Exercise objective -> Give the lines again exactly, from the one holding "find the power line" to the last line of the listing below, both ends included and nothing added.

Supplied material ->
-*-
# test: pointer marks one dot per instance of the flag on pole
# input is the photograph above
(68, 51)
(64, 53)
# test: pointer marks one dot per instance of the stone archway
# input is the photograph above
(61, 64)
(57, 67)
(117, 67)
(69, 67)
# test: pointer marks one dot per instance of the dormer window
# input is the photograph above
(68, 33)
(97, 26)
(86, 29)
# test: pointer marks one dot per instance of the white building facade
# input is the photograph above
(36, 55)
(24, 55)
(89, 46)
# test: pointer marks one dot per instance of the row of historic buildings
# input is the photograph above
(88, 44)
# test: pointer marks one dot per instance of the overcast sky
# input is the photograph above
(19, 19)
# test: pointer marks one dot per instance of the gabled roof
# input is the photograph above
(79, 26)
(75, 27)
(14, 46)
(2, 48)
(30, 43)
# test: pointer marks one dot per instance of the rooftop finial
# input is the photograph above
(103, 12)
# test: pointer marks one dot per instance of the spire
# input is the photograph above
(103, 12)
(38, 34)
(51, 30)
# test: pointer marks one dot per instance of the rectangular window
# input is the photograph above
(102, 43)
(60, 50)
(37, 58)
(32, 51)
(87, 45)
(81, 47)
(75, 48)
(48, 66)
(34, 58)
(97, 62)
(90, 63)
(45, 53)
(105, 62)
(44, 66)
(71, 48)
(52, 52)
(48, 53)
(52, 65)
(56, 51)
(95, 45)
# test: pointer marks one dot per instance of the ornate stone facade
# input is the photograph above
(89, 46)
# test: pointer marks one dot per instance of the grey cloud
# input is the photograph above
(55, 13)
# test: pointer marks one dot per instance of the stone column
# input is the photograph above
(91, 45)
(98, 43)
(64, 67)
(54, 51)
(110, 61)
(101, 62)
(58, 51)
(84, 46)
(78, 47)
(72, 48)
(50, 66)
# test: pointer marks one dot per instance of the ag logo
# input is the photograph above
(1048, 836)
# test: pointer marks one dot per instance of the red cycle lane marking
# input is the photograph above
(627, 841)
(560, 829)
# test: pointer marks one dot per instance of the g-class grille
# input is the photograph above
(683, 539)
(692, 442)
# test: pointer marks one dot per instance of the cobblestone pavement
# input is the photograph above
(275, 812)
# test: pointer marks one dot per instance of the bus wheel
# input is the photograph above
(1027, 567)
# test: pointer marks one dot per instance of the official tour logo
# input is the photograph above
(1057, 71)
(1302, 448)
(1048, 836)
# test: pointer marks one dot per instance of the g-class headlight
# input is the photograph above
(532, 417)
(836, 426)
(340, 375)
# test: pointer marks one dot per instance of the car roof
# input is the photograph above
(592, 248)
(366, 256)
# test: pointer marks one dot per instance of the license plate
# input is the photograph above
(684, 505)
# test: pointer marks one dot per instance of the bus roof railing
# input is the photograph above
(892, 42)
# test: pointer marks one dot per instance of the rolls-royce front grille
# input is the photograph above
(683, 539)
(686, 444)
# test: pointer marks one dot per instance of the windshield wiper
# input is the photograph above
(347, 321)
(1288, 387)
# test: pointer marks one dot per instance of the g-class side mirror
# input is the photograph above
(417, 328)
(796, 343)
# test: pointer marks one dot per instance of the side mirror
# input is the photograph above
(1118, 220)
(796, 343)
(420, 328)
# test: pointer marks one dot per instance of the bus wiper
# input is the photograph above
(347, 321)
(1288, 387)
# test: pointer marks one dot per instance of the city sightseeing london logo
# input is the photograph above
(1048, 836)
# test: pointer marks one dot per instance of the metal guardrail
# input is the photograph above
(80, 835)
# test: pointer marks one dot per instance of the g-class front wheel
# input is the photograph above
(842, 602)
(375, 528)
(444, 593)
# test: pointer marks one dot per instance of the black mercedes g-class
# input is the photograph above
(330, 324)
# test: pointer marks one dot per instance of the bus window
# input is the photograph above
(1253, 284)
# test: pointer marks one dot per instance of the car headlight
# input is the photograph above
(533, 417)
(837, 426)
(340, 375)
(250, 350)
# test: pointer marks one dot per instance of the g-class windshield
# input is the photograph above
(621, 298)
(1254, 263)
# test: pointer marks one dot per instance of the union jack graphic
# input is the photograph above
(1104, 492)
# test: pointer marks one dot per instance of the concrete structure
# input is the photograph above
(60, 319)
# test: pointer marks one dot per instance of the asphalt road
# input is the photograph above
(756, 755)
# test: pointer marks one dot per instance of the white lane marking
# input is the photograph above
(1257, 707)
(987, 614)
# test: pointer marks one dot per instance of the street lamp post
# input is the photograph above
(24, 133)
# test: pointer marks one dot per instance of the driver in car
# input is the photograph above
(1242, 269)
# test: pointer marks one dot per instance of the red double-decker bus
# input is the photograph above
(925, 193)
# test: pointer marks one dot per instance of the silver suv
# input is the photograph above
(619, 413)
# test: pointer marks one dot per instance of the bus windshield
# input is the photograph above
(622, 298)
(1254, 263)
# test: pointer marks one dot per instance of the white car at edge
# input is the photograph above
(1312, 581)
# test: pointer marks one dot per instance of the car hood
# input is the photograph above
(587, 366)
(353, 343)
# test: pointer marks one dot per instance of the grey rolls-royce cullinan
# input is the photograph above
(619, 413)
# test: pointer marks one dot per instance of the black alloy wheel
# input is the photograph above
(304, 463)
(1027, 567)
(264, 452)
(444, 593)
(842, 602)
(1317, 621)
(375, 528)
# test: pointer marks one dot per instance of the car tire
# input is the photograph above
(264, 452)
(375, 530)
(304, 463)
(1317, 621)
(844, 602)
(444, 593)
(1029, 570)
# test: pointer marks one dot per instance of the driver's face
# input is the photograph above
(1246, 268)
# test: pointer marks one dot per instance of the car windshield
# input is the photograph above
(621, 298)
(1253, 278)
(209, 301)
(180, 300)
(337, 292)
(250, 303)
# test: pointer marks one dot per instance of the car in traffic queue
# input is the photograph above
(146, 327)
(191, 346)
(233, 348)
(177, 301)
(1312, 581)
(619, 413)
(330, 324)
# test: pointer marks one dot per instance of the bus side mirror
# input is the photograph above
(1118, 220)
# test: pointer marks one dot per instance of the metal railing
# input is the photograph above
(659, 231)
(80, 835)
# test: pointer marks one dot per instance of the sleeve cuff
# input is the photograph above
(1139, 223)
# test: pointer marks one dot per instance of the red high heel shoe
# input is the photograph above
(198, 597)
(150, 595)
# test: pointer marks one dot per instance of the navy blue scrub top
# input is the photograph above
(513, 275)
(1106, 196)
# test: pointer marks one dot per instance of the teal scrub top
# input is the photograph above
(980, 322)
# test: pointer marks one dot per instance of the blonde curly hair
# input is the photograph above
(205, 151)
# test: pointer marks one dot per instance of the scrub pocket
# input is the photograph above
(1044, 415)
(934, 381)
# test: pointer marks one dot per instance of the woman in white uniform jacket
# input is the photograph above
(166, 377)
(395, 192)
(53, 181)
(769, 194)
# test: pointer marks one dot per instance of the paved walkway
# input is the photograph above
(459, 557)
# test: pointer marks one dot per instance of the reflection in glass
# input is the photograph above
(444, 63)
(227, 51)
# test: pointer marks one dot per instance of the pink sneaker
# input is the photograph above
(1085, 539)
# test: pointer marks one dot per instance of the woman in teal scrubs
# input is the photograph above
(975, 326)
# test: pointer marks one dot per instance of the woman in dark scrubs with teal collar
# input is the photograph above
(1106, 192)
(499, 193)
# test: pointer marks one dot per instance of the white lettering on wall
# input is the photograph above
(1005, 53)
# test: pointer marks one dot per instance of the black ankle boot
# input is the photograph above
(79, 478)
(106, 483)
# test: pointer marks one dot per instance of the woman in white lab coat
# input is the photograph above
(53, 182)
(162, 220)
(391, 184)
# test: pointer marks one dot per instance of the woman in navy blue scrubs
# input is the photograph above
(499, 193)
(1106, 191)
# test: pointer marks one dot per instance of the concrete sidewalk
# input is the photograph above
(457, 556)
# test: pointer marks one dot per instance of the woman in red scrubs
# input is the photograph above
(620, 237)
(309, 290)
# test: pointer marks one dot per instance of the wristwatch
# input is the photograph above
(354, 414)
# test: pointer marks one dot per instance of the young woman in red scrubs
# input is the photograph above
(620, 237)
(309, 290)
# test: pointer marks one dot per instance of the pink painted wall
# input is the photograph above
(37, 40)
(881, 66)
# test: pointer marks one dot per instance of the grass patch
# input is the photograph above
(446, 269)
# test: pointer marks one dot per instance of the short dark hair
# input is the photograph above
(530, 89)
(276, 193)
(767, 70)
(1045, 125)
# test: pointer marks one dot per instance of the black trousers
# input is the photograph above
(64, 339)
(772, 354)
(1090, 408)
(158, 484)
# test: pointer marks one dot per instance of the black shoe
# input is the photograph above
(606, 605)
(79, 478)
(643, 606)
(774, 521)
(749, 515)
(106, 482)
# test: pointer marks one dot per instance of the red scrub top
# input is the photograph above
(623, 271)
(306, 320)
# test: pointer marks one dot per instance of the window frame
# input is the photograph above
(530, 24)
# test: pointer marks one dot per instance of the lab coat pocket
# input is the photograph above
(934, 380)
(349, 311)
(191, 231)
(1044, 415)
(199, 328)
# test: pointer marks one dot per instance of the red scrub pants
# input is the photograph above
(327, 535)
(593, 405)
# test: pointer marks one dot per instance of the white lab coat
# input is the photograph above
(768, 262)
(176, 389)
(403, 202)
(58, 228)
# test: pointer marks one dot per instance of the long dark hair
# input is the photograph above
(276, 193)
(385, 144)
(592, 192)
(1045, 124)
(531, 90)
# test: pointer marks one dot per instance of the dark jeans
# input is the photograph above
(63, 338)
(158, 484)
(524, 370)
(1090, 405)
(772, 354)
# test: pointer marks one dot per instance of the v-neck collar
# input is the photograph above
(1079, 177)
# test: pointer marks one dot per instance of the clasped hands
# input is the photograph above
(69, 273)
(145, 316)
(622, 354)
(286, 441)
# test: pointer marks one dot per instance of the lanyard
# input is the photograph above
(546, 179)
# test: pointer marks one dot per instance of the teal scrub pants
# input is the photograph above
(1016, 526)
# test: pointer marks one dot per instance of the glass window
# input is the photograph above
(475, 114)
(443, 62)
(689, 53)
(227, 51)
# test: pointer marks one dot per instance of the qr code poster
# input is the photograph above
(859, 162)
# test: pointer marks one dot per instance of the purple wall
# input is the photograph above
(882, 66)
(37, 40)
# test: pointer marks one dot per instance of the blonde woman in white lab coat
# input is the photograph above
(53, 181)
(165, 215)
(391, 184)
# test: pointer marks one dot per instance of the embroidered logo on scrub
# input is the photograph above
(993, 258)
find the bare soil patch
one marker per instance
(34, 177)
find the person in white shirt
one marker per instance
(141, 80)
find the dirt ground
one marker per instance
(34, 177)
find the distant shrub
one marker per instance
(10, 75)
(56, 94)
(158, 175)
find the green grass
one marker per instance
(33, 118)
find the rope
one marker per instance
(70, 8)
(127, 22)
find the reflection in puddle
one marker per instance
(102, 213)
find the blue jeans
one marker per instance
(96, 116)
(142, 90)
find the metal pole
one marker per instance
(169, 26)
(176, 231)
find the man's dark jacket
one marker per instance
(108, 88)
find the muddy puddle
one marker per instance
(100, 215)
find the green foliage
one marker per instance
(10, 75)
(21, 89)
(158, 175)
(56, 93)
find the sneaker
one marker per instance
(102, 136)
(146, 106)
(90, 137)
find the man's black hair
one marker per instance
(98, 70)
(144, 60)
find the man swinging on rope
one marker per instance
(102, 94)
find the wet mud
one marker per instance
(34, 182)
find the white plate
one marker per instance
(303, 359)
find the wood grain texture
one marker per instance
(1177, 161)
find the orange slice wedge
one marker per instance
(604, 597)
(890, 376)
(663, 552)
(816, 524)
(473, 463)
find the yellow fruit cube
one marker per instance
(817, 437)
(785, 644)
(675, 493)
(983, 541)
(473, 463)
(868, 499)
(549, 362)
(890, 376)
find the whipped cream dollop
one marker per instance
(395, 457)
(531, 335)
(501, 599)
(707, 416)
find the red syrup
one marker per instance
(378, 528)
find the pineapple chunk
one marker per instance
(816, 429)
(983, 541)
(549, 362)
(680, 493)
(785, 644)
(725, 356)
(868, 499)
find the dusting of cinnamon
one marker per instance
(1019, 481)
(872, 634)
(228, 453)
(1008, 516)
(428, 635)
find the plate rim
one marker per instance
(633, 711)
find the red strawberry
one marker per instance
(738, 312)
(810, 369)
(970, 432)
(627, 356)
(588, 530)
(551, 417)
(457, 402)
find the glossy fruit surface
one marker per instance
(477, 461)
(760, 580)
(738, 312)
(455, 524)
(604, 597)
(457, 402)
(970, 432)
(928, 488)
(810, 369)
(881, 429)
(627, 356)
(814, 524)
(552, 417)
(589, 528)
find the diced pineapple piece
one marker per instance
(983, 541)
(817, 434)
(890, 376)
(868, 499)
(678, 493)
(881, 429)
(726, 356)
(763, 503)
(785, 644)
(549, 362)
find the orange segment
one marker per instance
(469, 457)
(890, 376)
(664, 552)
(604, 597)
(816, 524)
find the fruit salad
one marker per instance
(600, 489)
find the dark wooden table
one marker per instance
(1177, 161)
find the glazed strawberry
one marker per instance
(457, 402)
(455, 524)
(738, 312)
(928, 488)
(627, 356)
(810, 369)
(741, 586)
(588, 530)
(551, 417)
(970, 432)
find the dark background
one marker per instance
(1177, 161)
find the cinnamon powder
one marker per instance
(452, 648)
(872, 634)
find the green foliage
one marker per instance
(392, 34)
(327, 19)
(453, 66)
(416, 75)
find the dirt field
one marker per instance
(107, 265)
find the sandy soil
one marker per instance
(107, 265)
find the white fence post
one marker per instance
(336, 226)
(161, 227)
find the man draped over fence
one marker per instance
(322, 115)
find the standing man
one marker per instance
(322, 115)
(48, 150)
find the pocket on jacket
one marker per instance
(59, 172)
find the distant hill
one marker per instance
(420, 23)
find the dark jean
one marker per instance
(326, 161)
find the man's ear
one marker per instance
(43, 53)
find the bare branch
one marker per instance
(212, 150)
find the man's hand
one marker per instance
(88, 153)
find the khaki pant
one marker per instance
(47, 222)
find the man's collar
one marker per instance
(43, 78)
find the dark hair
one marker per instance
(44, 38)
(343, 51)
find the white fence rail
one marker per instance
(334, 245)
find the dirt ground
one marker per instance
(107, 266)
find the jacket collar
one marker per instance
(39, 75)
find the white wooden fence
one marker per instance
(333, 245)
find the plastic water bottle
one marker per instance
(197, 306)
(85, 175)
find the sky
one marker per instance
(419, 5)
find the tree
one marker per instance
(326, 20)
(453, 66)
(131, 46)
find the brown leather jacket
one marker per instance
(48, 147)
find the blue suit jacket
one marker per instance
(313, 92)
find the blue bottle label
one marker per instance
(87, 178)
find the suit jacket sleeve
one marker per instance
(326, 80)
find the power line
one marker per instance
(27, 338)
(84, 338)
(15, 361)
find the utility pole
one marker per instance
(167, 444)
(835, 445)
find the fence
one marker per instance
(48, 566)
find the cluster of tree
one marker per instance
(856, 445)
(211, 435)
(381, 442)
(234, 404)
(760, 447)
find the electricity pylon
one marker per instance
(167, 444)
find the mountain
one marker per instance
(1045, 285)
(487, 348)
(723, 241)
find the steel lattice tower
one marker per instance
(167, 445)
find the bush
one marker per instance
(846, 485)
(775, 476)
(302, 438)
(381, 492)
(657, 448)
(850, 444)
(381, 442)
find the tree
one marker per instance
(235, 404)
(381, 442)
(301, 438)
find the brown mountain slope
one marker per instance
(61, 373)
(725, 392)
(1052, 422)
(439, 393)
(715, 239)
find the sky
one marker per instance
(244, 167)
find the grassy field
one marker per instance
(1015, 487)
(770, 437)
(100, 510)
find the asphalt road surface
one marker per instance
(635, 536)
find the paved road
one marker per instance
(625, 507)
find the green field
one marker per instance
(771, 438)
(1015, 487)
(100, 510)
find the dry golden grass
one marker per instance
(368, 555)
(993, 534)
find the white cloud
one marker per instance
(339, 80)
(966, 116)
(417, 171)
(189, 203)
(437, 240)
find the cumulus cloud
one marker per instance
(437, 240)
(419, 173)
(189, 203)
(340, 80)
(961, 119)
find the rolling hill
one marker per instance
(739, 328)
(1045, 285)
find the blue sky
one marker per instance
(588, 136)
-*-
Response to the task ->
find the power line
one marker per instance
(27, 338)
(84, 338)
(15, 361)
find the utility pole
one marker per instance
(167, 444)
(835, 445)
find the fence
one marker per instance
(48, 566)
find the cluster of tree
one marker per instance
(856, 445)
(211, 435)
(381, 442)
(234, 404)
(760, 447)
find the electricity pylon
one marker per instance
(167, 444)
find the mountain
one marker per instance
(1045, 285)
(487, 348)
(723, 241)
find the steel lattice tower
one marker per instance
(167, 445)
find the bush
one marker per instance
(846, 485)
(775, 476)
(302, 438)
(381, 492)
(657, 448)
(850, 444)
(381, 442)
find the tree
one marker per instance
(235, 404)
(381, 442)
(301, 438)
find the brown mountain slope
one marker per instance
(61, 373)
(725, 392)
(1052, 422)
(439, 393)
(715, 239)
find the sky
one marker per instance
(244, 167)
find the grassy field
one marker per instance
(1015, 487)
(770, 437)
(100, 510)
find the asphalt road surface
one marker per instance
(635, 536)
find the paved road
one marker per instance
(625, 507)
find the green field
one marker per instance
(771, 438)
(1015, 487)
(100, 510)
find the dry golden grass
one marker per instance
(368, 555)
(993, 534)
find the white cloud
one marker per instance
(339, 80)
(966, 116)
(417, 171)
(189, 203)
(437, 240)
find the cumulus cloud
one marker per instance
(437, 240)
(419, 173)
(189, 203)
(340, 80)
(961, 119)
find the rolling hill
one marker per instance
(739, 328)
(1045, 285)
find the blue sky
one marker per instance
(588, 136)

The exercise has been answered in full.